═════ GIVEN RECORDS

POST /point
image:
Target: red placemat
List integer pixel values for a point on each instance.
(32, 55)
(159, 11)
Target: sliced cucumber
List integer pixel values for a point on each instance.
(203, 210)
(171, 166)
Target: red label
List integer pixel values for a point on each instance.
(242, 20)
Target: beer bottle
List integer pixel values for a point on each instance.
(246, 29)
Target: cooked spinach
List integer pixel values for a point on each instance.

══════════

TASK INSTRUCTIONS:
Some lines above may contain the string "Target". State how many of them the records have, and nothing more.

ANSWER TO THE EXERCISE:
5